━━━━━ Records shown

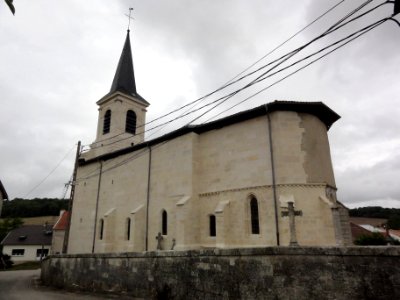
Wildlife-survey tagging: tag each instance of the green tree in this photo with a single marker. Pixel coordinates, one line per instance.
(372, 239)
(7, 225)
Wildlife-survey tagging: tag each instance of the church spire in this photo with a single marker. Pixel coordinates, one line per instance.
(124, 79)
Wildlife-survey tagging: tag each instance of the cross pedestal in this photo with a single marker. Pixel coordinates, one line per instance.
(291, 213)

━━━━━━━━━━

» Assignment: Should a picture appear among the entries, skip it and copy the rest exactly.

» Output of the task:
Wildlife-survey tagging: tag each instance of the green tree in this photo with a single marker. Pixel coordinates, one line per instance.
(372, 239)
(7, 225)
Wildlife-survey tagging: tag each instance of the church spire in this photo with a single marker. Pixel coordinates, one line per instance.
(124, 79)
Wildlife-survey tagging: tag each instance of the cross pedestal in this photo with a single marker. Pixel coordinates, one line per instance.
(291, 213)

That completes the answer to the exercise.